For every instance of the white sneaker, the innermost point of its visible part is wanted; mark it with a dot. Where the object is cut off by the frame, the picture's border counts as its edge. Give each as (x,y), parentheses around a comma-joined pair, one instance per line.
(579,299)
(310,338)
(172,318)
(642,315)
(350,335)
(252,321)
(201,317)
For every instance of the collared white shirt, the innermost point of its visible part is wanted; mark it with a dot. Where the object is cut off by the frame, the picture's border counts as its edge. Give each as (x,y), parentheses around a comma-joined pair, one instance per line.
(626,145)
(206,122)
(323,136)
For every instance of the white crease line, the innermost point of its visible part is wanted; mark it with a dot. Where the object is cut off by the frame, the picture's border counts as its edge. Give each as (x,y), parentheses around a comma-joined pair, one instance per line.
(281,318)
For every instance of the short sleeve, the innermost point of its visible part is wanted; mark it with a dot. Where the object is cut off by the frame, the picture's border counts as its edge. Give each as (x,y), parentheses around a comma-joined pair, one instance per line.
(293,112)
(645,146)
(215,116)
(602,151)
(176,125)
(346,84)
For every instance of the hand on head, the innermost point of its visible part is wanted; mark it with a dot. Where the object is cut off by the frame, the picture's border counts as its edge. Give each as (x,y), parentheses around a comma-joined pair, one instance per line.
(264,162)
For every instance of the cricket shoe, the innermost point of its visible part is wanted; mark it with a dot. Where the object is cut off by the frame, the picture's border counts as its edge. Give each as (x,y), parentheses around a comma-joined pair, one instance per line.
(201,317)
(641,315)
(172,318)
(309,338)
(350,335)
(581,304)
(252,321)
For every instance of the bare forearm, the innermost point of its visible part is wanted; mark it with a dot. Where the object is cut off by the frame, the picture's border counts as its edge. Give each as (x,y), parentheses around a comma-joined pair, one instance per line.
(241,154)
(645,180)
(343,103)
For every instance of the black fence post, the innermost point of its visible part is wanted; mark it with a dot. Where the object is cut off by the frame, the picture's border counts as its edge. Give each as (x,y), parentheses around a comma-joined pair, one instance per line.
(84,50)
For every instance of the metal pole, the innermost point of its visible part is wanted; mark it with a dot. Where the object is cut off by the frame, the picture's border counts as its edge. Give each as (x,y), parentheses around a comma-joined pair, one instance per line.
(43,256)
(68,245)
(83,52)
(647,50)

_ _ _ _

An exact retyping of the full listing is required.

Written answer:
For every instance of the white sneaker, the innermost point of its visible part is wanted; mark it with a dot. Where the object is cut off by the frame, the picture's border counts as its edge. Give each as (x,y), parentheses around a comma-joined pair, one instance per line.
(579,299)
(310,338)
(172,318)
(642,315)
(350,335)
(252,321)
(201,317)
For every instance of the collared white shirt, the innermost point of its visible part is wanted; mark it with a dot. Where the object is cut off by the frame, the picture's border counts as its edge. Give each as (x,y), parentheses around a comma-joined pair, one instance per line.
(626,145)
(206,122)
(323,136)
For every instance of the white crease line, the innermost point of its visible part is wanted; mark it with a dot. Where the object is cut off by the frame, the picture's border counts as its edge. Give each as (x,y), parentheses around a comma-joined pair, one instance per line.
(281,318)
For every instance of the short sleeve, the innermost point of its visible part is wanted; mark it with a dot. Where the object is cut off by the frame, the picture's border counts as its edge. Give each as (x,y), parentheses around a comma-joined pair, one instance per line.
(293,112)
(645,146)
(215,116)
(602,151)
(176,125)
(346,84)
For every instance of the hand on head, the innermost point of its visible part is wanted; mark it with a dot. Where the object is cut off by the frame, the picture's border counts as its edge. Give each as (x,y), parentheses around a comma-joined pair, one instance per line.
(264,162)
For every instance of the cricket shoe, the innermost point of its visible part is wanted; mark it with a dot. Where the object is cut off by the frame, the picture's border counts as its edge. Give each as (x,y), parentheses around a comma-joined pair, one instance per line.
(201,317)
(641,315)
(172,318)
(309,338)
(350,335)
(581,304)
(252,321)
For every instance of the bare forearm, the innermost point of its visible part is wanted; mark it with a dot. Where the object is cut off by the frame, the picture's border counts as its edge. Give each as (x,y), parentheses around a comma-joined pair, one instance per line.
(241,154)
(645,180)
(343,103)
For every instance of the black fence post, the innermost point of its visible part is wanted; mark it with a dot. Where the object is cut off by the frame, the picture's border counts as its edge. Give each as (x,y), parentheses around a comma-joined pair, one instance per line.
(84,50)
For every instance of the metal pole, the innermost point of its visible part is wanted; mark it with a dot. Where the object is cut off by the frame, the picture's border counts as its edge. Give each as (x,y), parentheses around a comma-joined pair, one instance per line.
(43,256)
(68,245)
(83,52)
(647,50)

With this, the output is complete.